Prompt → Copy out every line of the items below word for word, leaving out the pictures.

Records provided →

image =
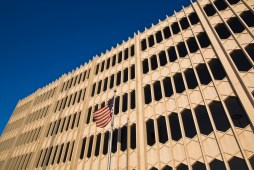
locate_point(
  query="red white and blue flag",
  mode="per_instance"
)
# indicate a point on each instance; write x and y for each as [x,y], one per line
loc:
[104,115]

Response for this exercise →
image =
locate_point(
  query="red white and blue flag",
  mode="per_instance"
)
# indicate a point on each instance; write x and y for each as [x,y], one per line
loc:
[104,115]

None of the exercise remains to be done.